### SELECTED PASSAGE
-- start --
Imaginary Girls: a Q&A with Nova Ren Suma

Imaginary-GirlsWhen I was a teenager I posted a picture from a Mary Engelbreit calendar on Kate’s bedroom door. BE KIND TO THY SISTER, it says (it’s still up there).  Not many may know the depths of true sisterly love.  And in the narrow white space above the illustration I wrote, HINT HINT! But my sister doesn’t need the hint. We are grateful for each other every day.

You may recall that I know Nova Ren Suma from our time at Yaddo last spring. I loved her even before we met in person, and her relationship with her little sister is a big part of why. It was something we had in common–Nova knows the depths, and her brand-new novel, Imaginary Girls, proves it. This lovely, haunting, heartbreaking novel simply could not have been written by a girl without a sister.

They forgot who she was:
Something fantastic we could never explain. Someone better and bolder than every one of us. Someone to paint murals and build bridges for. Someone worth every ounce of our love.

So I’ve got two treats to offer up this fine Monday morning: a copy of Imaginary Girls (which Nova signed over dinner last week) and a Q&A with my friend the author. As you can see, Nova managed to pack a whole lot of awesomeness into only three questions!:

1. Do you have any special writerly rituals and/or superstitions?

I can be a bit superstitious about writing, and much of it has to do with a great and everlasting fear that all of this will disappear and no longer be “real.” I don’t like talking about novels in detail out loud before I’m sure they’re going to be published. I think I learned my lesson–it felt so at the time–from talking about novels-in-progress before, or talking about an agent request, or something that felt “real” but turned out to burst into nothingness. So I keep my novels close until I feel it’s okay to talk about them out loud, because I just don’t know. (Really, you never know.)

My writerly rituals have included writing with a scarf over my head, like a laptop-size tent, writing forward and never letting myself skip around–a rule I’ve since broken with the novel I’m writing now that I can’t talk too much about since… you know why–and the usual caffeine-related routines to jump start the pages. Fact is, I could use a few magic rituals for when I’m feeling stalled… Taking suggestions!

 

2. Which do you feel is the very best line you’ve ever set to paper?
-- end --
### REQUIRED WORK
1. According to the post, where did the writer get to know Nova Ren Suma?
2. Turn the post's paragraph that opens "My writerly rituals have included" into a short bulleted list that keeps its main facts.
3. Duplicate the passage of the post that begins with the words "My writerly rituals" and stops after "stalled… Taking suggestions!".

### GIVEN DATA
-- start --
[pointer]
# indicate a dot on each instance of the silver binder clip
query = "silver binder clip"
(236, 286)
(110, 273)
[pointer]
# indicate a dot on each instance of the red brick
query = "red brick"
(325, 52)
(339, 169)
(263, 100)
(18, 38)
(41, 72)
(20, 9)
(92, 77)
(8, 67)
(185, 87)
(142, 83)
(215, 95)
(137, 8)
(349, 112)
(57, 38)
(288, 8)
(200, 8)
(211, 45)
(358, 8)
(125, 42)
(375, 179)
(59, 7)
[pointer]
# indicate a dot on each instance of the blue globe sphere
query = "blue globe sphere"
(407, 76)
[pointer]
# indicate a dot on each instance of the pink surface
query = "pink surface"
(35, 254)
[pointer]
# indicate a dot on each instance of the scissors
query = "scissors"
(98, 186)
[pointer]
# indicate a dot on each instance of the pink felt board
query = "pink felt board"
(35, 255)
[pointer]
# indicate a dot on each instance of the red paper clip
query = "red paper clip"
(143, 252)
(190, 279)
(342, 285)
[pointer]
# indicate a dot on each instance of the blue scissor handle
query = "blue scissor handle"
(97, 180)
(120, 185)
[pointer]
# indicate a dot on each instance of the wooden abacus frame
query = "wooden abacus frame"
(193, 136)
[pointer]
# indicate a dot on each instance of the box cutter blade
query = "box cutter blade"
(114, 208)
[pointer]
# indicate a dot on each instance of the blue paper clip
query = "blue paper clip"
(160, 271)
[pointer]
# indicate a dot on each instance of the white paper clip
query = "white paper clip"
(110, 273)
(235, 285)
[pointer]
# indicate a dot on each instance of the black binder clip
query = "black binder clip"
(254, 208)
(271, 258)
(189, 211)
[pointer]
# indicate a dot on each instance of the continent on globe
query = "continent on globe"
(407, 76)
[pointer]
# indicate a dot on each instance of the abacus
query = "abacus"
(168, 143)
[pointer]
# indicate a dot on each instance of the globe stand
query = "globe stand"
-- end --
### WORKED SOLUTIONS
1. At Yaddo, the previous spring.

2.
- Writing with a scarf over her head, like a laptop-size tent
- Writing forward without skipping around, a rule she has since broken with the novel she is writing now, which she can't say much about
- The usual caffeine-related routines to jump-start the pages
- She could use a few magic rituals for when she feels stalled and is taking suggestions

3.
My writerly rituals have included writing with a scarf over my head, like a laptop-size tent, writing forward and never letting myself skip around–a rule I’ve since broken with the novel I’m writing now that I can’t talk too much about since… you know why–and the usual caffeine-related routines to jump start the pages. Fact is, I could use a few magic rituals for when I’m feeling stalled… Taking suggestions!